WRITTEN TASK: Repeat every record below exactly, but leave out any pictures.

PROVIDED DATA:
--- START ---
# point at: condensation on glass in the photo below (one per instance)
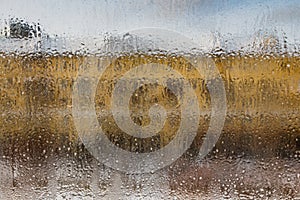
(70, 69)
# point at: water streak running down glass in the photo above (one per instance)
(150, 99)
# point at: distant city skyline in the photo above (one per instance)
(201, 20)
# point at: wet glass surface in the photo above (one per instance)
(150, 100)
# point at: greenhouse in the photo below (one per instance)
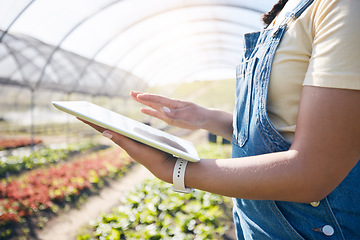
(100, 50)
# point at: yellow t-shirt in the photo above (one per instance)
(320, 48)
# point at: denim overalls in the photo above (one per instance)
(335, 217)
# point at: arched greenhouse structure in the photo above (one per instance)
(100, 50)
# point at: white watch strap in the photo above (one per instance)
(179, 175)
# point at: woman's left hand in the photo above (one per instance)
(159, 163)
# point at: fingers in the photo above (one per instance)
(141, 153)
(155, 101)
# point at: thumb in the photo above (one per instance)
(169, 112)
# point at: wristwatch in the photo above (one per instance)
(178, 176)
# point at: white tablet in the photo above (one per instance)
(130, 128)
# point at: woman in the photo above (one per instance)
(302, 70)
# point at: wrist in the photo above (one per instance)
(179, 176)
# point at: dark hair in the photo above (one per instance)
(269, 16)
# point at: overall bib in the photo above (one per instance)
(335, 217)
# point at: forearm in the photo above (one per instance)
(275, 176)
(219, 123)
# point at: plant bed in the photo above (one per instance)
(154, 211)
(29, 200)
(14, 165)
(6, 144)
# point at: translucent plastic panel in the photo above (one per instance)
(10, 10)
(51, 21)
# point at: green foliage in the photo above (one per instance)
(154, 211)
(15, 164)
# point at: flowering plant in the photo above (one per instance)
(40, 189)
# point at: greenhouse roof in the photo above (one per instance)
(106, 47)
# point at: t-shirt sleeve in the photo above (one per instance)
(335, 58)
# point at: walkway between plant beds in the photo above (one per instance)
(65, 226)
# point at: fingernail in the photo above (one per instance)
(166, 109)
(107, 134)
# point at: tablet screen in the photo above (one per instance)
(130, 128)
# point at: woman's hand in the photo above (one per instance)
(174, 112)
(159, 163)
(186, 114)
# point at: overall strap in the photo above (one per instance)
(293, 15)
(300, 8)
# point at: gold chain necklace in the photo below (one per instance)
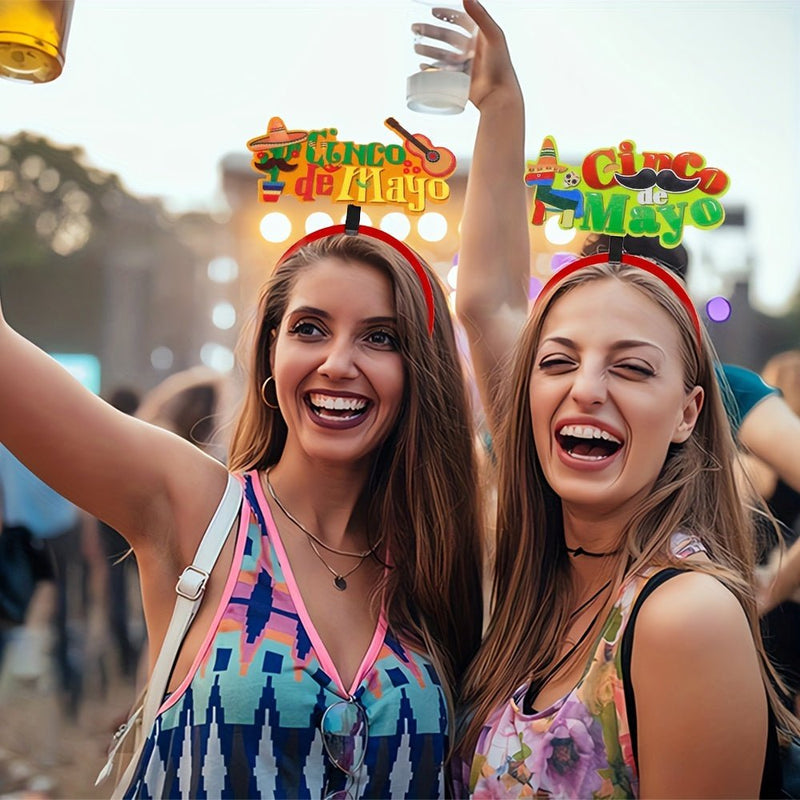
(339, 578)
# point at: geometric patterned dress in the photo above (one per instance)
(245, 721)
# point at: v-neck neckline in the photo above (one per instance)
(323, 655)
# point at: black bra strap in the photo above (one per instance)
(627, 648)
(771, 775)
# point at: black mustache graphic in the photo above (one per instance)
(281, 163)
(665, 179)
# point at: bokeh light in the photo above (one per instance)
(718, 309)
(223, 315)
(161, 358)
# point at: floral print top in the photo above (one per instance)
(579, 747)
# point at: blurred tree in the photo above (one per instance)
(86, 267)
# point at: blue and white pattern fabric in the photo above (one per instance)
(245, 721)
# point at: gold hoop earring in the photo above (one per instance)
(264, 394)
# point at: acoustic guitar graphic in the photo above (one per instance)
(436, 161)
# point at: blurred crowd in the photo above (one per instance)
(79, 654)
(73, 659)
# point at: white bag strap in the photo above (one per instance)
(190, 589)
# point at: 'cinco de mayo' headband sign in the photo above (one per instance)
(619, 191)
(315, 163)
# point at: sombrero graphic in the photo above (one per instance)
(547, 161)
(277, 136)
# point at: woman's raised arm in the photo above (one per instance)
(494, 260)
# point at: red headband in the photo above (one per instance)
(663, 274)
(406, 252)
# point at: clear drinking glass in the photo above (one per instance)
(441, 85)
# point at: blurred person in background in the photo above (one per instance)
(55, 525)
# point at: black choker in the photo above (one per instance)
(579, 551)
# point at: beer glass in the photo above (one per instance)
(33, 38)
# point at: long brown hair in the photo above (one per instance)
(695, 492)
(422, 491)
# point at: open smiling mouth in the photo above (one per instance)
(339, 409)
(587, 443)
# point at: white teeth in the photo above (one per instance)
(337, 403)
(587, 432)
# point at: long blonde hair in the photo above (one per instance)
(422, 492)
(695, 491)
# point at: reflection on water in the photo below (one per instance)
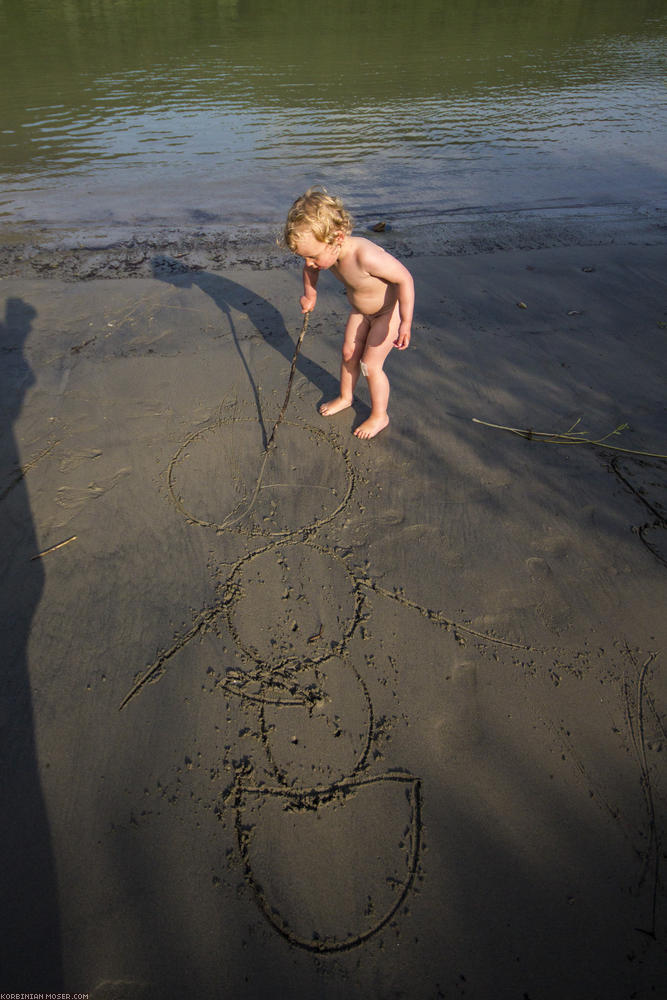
(223, 110)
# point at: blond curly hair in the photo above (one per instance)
(317, 212)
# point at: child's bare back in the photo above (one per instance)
(379, 288)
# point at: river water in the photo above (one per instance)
(217, 113)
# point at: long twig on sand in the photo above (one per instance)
(570, 437)
(229, 520)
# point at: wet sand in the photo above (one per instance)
(399, 729)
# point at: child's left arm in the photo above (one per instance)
(382, 265)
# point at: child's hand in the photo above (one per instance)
(403, 338)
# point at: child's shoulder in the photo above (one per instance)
(364, 249)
--- END ---
FULL RESPONSE:
# point at: condensation on glass in the photo below (one per instance)
(70, 69)
# point at: water streak running down glass in the photo above (one per instance)
(150, 99)
# point at: distant city skyline in the photo above (one per instance)
(201, 20)
# point at: wet glass surface in the photo above (one per instance)
(150, 100)
# point at: greenhouse in the photo below (one per instance)
(100, 50)
# point at: yellow t-shirt in the photo above (one per instance)
(320, 48)
# point at: denim overalls in the photo above (one per instance)
(335, 217)
# point at: arched greenhouse structure in the photo above (one per instance)
(100, 50)
# point at: white watch strap in the photo above (one per instance)
(179, 175)
# point at: woman's left hand in the photo above (one per instance)
(159, 163)
# point at: fingers in the photo above (one per instance)
(141, 153)
(155, 101)
# point at: thumb in the photo above (one per instance)
(169, 112)
# point at: wristwatch in the photo above (one per instance)
(178, 176)
# point at: white tablet in the photo above (one per instance)
(130, 128)
# point at: woman in the photo above (one per instance)
(302, 70)
# point at: wrist in the photo above (one per instance)
(179, 176)
# point at: dark hair in the photo above (one per instance)
(269, 16)
# point at: overall bib in the photo above (one per instance)
(335, 217)
# point at: forearm in the photo above (one per instance)
(275, 176)
(219, 123)
# point at: plant bed in the photo above (one per instance)
(154, 211)
(29, 200)
(14, 165)
(6, 144)
# point at: translucent plastic panel in the photo above (one per instance)
(10, 10)
(51, 21)
# point at: green foliage in the photo above (one per instance)
(154, 211)
(15, 164)
# point at: flowering plant in the photo above (one per instance)
(40, 189)
# point at: greenhouse roof in the photo above (one per instance)
(106, 47)
# point at: t-shirt sleeve in the photo above (one per instance)
(335, 58)
# point at: walkway between plant beds in the photo above (one per instance)
(65, 226)
# point at: fingernail in the photo above (one per instance)
(166, 109)
(107, 134)
# point at: tablet screen in the photo above (one per instance)
(130, 128)
# point at: woman's hand in the photo above (one per instance)
(174, 112)
(159, 163)
(186, 114)
# point at: overall strap in the photo above (one per instance)
(293, 15)
(300, 8)
# point at: gold chain necklace in the photo below (one per instance)
(339, 578)
# point at: geometric patterned dress in the photo above (one per instance)
(245, 721)
# point at: v-neck neckline in the photo above (one per instance)
(323, 655)
# point at: black bra strap in the photo above (one per instance)
(627, 648)
(771, 775)
# point at: black mustache graphic in the photo above (one per instance)
(281, 163)
(665, 179)
# point at: bokeh light in the photo above (one per instance)
(718, 309)
(223, 315)
(161, 358)
# point at: floral print top in the photo above (one per instance)
(579, 747)
# point at: blurred tree in the photo above (one per instance)
(86, 267)
# point at: blue and white pattern fabric in the photo above (one per instance)
(245, 721)
# point at: gold hoop earring in the photo above (one per instance)
(264, 394)
# point at: acoustic guitar graphic in the photo above (one per instance)
(436, 161)
# point at: blurred crowd in the photo above (one per instance)
(79, 654)
(73, 659)
# point at: white bag strap in the photo above (one per instance)
(190, 589)
# point at: 'cinco de mayo' headband sign in the photo above (one per instance)
(619, 191)
(315, 163)
# point at: sombrero graphic in the photo above (one per instance)
(547, 161)
(277, 136)
# point at: woman's raised arm in the photo above (one per instance)
(494, 260)
# point at: red headband in the photo above (one per instance)
(663, 274)
(406, 252)
# point at: clear drinking glass in the photo above (one per instance)
(441, 85)
# point at: blurred person in background in the photo above (one per instance)
(55, 525)
# point at: black choker in the photo above (one per instance)
(579, 551)
# point at: beer glass in the photo above (one per instance)
(33, 38)
# point at: long brown hair in the photo above (one per instance)
(695, 492)
(422, 491)
# point at: open smiling mouth in the photo above (one per instance)
(339, 409)
(587, 443)
# point at: white teeth in the photo above (one per instance)
(337, 403)
(587, 432)
# point at: long blonde hair in the photo above (one per instance)
(422, 492)
(695, 491)
# point at: reflection on water in the photo below (one per instance)
(223, 110)
# point at: blond curly hair in the photo above (one per instance)
(317, 212)
# point at: child's bare back in the photo above (one per instance)
(379, 288)
# point at: river water in the photo above (one per instance)
(217, 113)
# point at: long twig on sand in the photo above (one per instance)
(570, 437)
(229, 520)
# point at: wet sand in the photo above (one per instance)
(399, 729)
# point at: child's left arm in the photo above (one per instance)
(382, 265)
# point at: child's hand in the photo above (one per instance)
(403, 338)
# point at: child's shoulder in the photo above (one per instance)
(364, 249)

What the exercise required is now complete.